— START INFORMATION PROVIDED —

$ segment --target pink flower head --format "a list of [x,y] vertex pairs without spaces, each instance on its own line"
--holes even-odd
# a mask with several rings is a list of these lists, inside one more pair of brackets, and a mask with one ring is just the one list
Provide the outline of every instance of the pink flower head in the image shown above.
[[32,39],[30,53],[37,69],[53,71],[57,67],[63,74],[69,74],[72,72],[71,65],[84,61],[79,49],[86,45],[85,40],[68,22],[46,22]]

— END INFORMATION PROVIDED —

GIVEN PROBLEM
Pull out every line of the records above that contains the string "list". Case matters.

RESULT OF THIS TASK
$ segment --target pink flower head --format "a list of [x,y] vertex pairs without spaces, each instance on its own line"
# a mask with several rings is a list of these lists, inside one more pair of brackets, and a mask with one ring is just the one list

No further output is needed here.